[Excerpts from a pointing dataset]

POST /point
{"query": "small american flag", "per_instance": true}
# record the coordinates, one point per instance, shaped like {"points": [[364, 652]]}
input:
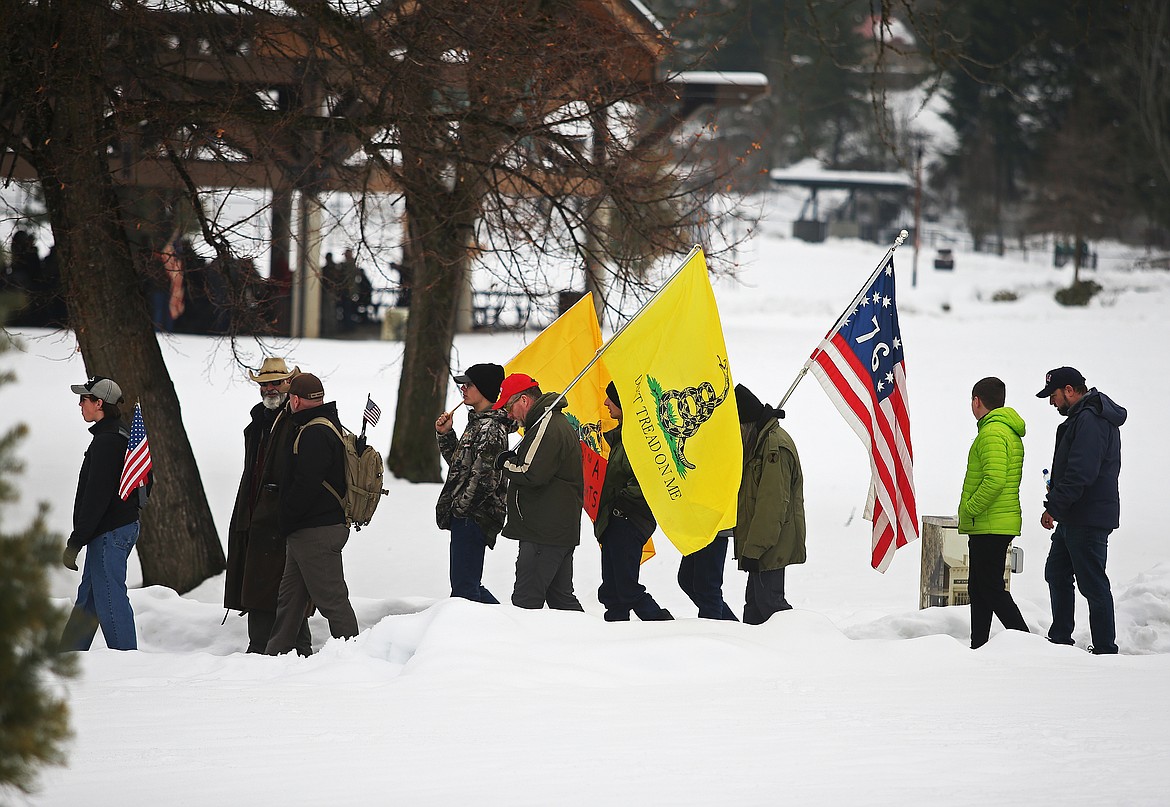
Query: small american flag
{"points": [[861, 366], [138, 463], [372, 413]]}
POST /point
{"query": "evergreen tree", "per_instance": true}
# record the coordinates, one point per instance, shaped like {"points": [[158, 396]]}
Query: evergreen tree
{"points": [[34, 718]]}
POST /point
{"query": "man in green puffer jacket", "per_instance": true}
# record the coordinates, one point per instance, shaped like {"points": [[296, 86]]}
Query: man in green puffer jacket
{"points": [[989, 510]]}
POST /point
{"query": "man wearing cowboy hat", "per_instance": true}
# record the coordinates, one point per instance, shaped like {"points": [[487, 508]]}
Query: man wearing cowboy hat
{"points": [[255, 551]]}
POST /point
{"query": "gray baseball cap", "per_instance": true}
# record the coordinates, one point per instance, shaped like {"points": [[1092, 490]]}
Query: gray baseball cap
{"points": [[100, 386]]}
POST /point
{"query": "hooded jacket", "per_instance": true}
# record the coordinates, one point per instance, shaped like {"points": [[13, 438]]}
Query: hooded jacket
{"points": [[319, 456], [990, 502], [97, 507], [621, 492], [546, 484], [474, 488], [770, 525], [1087, 463]]}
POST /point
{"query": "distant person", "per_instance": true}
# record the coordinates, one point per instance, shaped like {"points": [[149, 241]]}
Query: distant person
{"points": [[312, 521], [1084, 504], [104, 525], [701, 578], [989, 509], [545, 494], [624, 524], [255, 547], [770, 529], [472, 502]]}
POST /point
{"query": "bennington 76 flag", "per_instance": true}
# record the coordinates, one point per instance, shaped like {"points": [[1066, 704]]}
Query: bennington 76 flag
{"points": [[861, 366]]}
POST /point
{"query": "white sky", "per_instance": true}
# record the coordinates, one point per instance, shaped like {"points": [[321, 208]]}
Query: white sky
{"points": [[854, 697]]}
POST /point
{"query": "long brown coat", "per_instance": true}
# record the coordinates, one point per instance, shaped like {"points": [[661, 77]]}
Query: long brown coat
{"points": [[255, 551]]}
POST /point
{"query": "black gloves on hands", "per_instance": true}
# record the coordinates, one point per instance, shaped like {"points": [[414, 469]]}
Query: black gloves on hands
{"points": [[749, 564]]}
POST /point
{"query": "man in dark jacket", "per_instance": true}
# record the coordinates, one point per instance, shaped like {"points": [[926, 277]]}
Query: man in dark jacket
{"points": [[624, 524], [472, 503], [770, 528], [1084, 505], [545, 492], [312, 519], [255, 551], [104, 524]]}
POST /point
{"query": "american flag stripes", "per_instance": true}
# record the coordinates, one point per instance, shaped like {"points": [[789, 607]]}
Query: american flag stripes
{"points": [[137, 467], [372, 413], [861, 366]]}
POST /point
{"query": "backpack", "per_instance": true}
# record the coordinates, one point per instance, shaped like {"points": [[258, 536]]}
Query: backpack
{"points": [[363, 475]]}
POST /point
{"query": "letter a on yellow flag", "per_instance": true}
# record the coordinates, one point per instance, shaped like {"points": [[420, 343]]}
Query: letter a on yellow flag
{"points": [[680, 427]]}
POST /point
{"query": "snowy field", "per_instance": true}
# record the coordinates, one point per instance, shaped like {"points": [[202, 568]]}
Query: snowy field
{"points": [[854, 697]]}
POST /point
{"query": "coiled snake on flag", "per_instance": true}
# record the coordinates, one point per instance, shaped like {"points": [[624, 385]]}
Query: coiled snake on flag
{"points": [[693, 406]]}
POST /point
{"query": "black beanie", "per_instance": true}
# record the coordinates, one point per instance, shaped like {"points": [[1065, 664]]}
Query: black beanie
{"points": [[750, 407], [487, 379]]}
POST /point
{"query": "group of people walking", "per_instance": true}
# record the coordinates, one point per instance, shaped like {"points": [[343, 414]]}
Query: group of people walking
{"points": [[289, 524], [534, 495]]}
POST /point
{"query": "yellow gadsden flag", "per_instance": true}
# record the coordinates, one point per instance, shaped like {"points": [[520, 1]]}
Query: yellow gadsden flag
{"points": [[681, 428], [553, 359]]}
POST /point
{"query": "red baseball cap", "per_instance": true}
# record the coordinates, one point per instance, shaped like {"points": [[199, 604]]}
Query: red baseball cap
{"points": [[511, 385]]}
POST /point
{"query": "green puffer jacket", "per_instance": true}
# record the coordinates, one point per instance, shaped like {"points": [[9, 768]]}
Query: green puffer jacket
{"points": [[990, 503], [545, 480], [771, 502]]}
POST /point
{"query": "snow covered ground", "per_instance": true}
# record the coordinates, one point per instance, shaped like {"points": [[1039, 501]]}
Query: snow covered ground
{"points": [[854, 697]]}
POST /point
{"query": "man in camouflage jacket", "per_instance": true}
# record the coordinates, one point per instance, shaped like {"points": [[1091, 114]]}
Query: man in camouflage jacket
{"points": [[472, 503]]}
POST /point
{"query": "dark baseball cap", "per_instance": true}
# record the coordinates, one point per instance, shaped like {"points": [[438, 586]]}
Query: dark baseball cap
{"points": [[1059, 379], [486, 378], [104, 388]]}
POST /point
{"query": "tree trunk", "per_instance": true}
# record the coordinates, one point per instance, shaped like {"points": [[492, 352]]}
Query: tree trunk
{"points": [[438, 253], [178, 546]]}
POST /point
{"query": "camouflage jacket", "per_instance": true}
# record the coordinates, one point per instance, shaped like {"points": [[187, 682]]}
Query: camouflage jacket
{"points": [[474, 489]]}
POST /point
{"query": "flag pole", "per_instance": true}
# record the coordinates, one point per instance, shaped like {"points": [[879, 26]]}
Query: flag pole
{"points": [[857, 298], [605, 346]]}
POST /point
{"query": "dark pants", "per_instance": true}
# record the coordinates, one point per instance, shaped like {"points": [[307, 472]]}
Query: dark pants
{"points": [[764, 595], [701, 579], [985, 585], [468, 545], [1079, 553], [312, 572], [620, 592], [260, 630], [544, 574]]}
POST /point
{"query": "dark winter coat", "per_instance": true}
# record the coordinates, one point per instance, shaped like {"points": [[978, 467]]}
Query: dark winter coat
{"points": [[255, 551], [97, 507], [771, 525], [474, 488], [546, 484], [620, 491], [1087, 463], [319, 457]]}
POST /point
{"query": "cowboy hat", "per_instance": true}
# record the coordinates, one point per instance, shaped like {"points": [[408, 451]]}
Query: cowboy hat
{"points": [[273, 370]]}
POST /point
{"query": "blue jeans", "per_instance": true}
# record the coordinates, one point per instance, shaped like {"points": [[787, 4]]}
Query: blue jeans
{"points": [[468, 545], [620, 591], [701, 579], [1079, 553], [102, 594]]}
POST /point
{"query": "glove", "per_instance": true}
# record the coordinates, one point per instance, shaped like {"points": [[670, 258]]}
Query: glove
{"points": [[749, 564]]}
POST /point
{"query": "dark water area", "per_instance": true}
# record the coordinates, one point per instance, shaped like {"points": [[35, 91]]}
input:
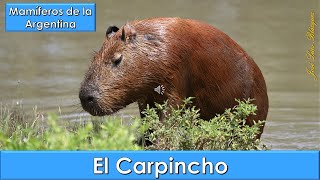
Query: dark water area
{"points": [[46, 69]]}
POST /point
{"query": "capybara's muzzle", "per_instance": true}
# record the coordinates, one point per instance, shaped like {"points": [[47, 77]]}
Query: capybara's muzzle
{"points": [[89, 96]]}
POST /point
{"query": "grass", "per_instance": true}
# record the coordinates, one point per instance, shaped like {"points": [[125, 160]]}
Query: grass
{"points": [[181, 130]]}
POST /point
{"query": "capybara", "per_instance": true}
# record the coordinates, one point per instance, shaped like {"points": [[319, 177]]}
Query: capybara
{"points": [[187, 57]]}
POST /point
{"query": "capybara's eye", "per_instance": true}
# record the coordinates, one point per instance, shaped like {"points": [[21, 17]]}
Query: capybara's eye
{"points": [[116, 60]]}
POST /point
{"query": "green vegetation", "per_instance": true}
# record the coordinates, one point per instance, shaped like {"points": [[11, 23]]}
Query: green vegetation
{"points": [[181, 130]]}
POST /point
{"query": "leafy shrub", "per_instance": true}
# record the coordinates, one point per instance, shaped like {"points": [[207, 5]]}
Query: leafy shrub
{"points": [[109, 135], [182, 128]]}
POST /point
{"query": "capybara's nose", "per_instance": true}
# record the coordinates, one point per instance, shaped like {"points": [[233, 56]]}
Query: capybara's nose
{"points": [[88, 96]]}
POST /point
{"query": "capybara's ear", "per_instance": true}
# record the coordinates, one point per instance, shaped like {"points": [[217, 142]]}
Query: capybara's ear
{"points": [[128, 33], [111, 30]]}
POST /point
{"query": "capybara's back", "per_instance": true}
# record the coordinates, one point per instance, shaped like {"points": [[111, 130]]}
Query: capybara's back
{"points": [[187, 58]]}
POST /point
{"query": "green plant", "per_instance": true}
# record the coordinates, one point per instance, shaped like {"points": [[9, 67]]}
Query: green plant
{"points": [[26, 135], [182, 128]]}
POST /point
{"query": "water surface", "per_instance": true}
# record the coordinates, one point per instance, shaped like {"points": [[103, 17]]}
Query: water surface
{"points": [[45, 69]]}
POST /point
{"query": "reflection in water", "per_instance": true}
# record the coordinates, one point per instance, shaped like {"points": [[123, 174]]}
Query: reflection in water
{"points": [[45, 69]]}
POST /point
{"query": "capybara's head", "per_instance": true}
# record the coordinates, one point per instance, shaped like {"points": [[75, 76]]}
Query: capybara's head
{"points": [[118, 73]]}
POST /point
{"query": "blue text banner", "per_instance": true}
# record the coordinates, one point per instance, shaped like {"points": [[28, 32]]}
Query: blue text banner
{"points": [[160, 165]]}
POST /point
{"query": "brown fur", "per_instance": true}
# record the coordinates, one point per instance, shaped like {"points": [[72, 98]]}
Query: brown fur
{"points": [[189, 58]]}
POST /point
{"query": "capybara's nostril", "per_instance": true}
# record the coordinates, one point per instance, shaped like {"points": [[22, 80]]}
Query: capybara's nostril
{"points": [[87, 97], [90, 99]]}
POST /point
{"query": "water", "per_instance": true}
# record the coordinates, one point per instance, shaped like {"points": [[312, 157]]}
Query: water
{"points": [[45, 69]]}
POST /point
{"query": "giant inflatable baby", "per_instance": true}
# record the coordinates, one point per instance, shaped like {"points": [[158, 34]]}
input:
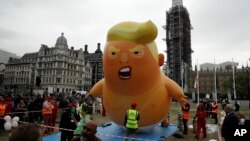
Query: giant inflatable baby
{"points": [[132, 74]]}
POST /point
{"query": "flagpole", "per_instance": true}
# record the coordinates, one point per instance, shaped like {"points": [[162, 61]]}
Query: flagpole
{"points": [[215, 83], [198, 86], [233, 81]]}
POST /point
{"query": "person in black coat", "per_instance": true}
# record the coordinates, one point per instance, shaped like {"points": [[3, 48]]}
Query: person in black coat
{"points": [[243, 124], [236, 106], [67, 122], [230, 124]]}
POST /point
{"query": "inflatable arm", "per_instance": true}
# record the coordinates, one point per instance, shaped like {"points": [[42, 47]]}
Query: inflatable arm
{"points": [[175, 91], [97, 89]]}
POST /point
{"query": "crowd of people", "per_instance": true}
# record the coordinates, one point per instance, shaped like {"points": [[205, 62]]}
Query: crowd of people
{"points": [[75, 112], [234, 119], [76, 120]]}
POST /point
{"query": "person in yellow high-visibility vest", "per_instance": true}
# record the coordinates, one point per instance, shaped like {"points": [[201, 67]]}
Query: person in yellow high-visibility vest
{"points": [[2, 112], [185, 117], [215, 111], [131, 121], [47, 113]]}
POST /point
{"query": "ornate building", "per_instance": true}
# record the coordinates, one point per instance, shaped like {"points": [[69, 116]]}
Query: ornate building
{"points": [[95, 60], [19, 74], [209, 78], [58, 68]]}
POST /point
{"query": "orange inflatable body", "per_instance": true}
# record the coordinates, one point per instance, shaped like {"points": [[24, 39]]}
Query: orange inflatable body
{"points": [[132, 74]]}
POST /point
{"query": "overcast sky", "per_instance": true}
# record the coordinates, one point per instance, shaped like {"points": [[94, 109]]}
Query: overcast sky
{"points": [[221, 28]]}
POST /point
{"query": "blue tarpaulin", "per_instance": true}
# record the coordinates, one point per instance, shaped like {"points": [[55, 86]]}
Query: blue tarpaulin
{"points": [[113, 132]]}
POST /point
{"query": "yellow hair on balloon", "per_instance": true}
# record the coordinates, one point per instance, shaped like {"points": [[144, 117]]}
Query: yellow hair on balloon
{"points": [[141, 33]]}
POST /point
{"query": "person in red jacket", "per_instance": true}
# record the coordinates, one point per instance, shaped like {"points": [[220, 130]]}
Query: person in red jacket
{"points": [[54, 112], [201, 121], [185, 117], [88, 133], [9, 106]]}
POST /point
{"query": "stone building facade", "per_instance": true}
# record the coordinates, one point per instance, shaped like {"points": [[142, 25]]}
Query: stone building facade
{"points": [[59, 69], [207, 80]]}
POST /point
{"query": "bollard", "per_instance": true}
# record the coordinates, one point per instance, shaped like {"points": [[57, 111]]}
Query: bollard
{"points": [[180, 123], [194, 124]]}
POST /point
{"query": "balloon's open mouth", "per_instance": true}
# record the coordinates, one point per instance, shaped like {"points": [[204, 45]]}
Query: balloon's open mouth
{"points": [[125, 73]]}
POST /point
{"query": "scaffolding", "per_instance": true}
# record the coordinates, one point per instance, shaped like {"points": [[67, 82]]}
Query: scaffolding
{"points": [[178, 40]]}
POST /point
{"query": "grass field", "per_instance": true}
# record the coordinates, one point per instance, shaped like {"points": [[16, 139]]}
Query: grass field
{"points": [[175, 109]]}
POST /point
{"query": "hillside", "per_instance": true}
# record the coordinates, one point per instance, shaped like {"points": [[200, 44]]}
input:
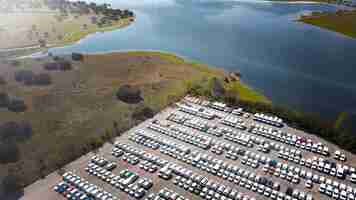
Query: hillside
{"points": [[76, 107], [343, 22]]}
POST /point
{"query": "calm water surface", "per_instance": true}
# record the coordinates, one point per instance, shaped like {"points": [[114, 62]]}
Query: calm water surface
{"points": [[293, 64]]}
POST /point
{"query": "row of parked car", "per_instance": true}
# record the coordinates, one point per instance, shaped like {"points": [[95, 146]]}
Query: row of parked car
{"points": [[75, 187], [271, 120], [234, 122], [220, 168], [142, 136], [196, 110], [296, 156], [165, 194], [102, 162], [182, 134], [337, 191], [290, 139], [203, 190]]}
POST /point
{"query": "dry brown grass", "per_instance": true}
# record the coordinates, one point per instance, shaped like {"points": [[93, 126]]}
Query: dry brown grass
{"points": [[80, 104]]}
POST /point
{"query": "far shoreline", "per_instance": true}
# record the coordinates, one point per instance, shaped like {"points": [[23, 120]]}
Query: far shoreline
{"points": [[36, 48]]}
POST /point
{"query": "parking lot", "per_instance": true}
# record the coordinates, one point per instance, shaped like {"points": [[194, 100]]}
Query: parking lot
{"points": [[205, 150]]}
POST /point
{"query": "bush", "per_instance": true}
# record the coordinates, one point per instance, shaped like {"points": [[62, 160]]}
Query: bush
{"points": [[25, 76], [77, 57], [129, 94], [143, 113], [2, 81], [15, 131], [9, 152], [217, 88], [11, 184], [15, 63], [4, 100], [17, 105], [42, 79], [62, 65]]}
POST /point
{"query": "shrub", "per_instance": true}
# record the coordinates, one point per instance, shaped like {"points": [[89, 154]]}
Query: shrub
{"points": [[9, 152], [2, 81], [15, 63], [217, 88], [143, 113], [50, 66], [77, 57], [25, 76], [11, 184], [129, 94], [4, 99], [42, 79], [15, 131], [62, 65], [17, 105]]}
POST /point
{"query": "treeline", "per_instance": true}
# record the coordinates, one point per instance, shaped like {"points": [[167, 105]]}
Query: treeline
{"points": [[312, 123], [14, 104], [27, 77], [60, 65]]}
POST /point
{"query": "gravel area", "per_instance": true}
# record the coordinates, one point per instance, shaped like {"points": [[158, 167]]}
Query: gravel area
{"points": [[43, 189]]}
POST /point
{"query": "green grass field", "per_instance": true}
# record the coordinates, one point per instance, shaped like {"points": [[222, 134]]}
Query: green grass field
{"points": [[343, 22], [78, 109]]}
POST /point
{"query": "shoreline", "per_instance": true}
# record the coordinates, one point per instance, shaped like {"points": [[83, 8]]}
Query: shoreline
{"points": [[38, 49]]}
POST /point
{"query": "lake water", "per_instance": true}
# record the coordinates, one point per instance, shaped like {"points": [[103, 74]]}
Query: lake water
{"points": [[292, 63]]}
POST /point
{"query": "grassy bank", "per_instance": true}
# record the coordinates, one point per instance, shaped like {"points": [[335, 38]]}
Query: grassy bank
{"points": [[78, 111], [74, 35], [343, 22]]}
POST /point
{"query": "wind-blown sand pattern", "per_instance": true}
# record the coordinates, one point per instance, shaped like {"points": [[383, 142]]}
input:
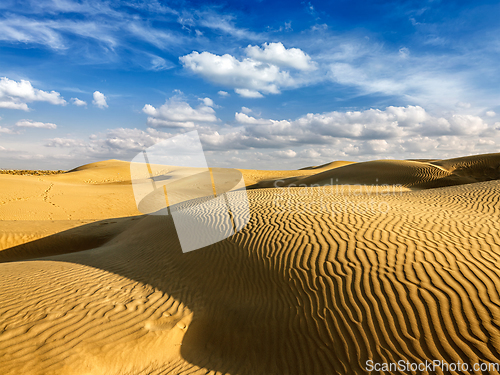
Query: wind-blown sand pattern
{"points": [[318, 282]]}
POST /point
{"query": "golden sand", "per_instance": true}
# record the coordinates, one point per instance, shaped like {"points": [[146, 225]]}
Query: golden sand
{"points": [[320, 280]]}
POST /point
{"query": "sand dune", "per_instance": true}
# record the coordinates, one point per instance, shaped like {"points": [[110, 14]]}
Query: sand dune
{"points": [[411, 174], [318, 282]]}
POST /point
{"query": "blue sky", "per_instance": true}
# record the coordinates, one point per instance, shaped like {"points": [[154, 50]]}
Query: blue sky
{"points": [[267, 84]]}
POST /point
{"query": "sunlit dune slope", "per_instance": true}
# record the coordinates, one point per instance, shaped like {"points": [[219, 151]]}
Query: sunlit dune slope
{"points": [[314, 284], [34, 206], [410, 174]]}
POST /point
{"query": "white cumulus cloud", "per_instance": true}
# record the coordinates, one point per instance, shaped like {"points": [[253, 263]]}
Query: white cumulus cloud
{"points": [[35, 124], [16, 95], [261, 72], [176, 113], [277, 54]]}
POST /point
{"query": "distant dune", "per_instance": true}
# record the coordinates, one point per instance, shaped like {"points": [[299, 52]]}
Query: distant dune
{"points": [[320, 281]]}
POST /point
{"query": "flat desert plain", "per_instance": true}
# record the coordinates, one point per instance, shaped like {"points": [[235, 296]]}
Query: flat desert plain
{"points": [[340, 267]]}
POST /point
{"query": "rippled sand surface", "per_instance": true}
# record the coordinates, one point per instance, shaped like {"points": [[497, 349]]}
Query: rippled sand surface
{"points": [[318, 282]]}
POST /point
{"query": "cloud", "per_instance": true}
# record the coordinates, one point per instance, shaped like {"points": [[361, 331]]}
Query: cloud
{"points": [[64, 142], [374, 128], [99, 100], [176, 113], [259, 73], [35, 124], [277, 54], [246, 93], [78, 102], [463, 105], [16, 95]]}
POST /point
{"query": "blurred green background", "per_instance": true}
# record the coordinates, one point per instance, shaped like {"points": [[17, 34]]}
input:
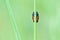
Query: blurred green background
{"points": [[48, 27]]}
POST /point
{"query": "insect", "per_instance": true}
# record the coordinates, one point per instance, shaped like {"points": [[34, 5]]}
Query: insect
{"points": [[37, 17]]}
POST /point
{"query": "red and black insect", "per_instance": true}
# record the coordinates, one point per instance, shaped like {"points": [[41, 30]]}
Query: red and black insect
{"points": [[37, 17]]}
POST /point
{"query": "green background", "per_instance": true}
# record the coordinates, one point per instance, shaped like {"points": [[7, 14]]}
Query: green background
{"points": [[48, 27]]}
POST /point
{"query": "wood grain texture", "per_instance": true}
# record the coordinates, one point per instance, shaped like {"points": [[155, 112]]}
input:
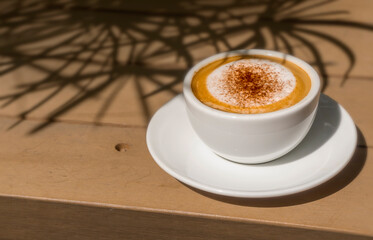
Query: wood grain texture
{"points": [[50, 220], [77, 78], [78, 163]]}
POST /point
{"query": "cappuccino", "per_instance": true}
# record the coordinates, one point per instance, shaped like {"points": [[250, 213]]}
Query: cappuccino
{"points": [[250, 84]]}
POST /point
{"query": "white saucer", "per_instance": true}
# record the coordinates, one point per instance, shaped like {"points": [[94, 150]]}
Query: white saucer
{"points": [[324, 152]]}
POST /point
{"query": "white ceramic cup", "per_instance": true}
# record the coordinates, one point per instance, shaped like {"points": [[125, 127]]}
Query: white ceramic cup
{"points": [[252, 138]]}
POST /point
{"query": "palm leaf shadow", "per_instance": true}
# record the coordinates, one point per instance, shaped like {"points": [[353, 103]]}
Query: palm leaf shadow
{"points": [[112, 27]]}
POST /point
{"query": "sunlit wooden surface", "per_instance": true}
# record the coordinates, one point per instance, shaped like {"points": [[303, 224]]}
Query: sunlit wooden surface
{"points": [[79, 77]]}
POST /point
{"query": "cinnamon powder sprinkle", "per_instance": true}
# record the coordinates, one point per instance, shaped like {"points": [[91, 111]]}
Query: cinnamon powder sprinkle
{"points": [[250, 83]]}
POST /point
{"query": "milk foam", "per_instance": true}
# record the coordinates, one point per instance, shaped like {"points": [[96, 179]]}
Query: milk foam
{"points": [[220, 84]]}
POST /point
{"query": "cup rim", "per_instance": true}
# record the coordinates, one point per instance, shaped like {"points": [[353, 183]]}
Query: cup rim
{"points": [[192, 99]]}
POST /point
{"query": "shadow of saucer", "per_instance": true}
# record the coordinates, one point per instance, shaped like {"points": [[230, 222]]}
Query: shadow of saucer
{"points": [[341, 180], [327, 120]]}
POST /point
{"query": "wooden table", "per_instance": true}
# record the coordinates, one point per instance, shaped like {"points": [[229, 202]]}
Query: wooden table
{"points": [[79, 77]]}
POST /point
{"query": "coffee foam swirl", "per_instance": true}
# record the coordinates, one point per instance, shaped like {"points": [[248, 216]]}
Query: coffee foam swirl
{"points": [[251, 82]]}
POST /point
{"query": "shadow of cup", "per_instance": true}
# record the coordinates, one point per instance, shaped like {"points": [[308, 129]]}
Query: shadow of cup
{"points": [[326, 122]]}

• What is required: How many lines of the listing above contain the string "saucer"? Reply with the number only.

• Answer: 4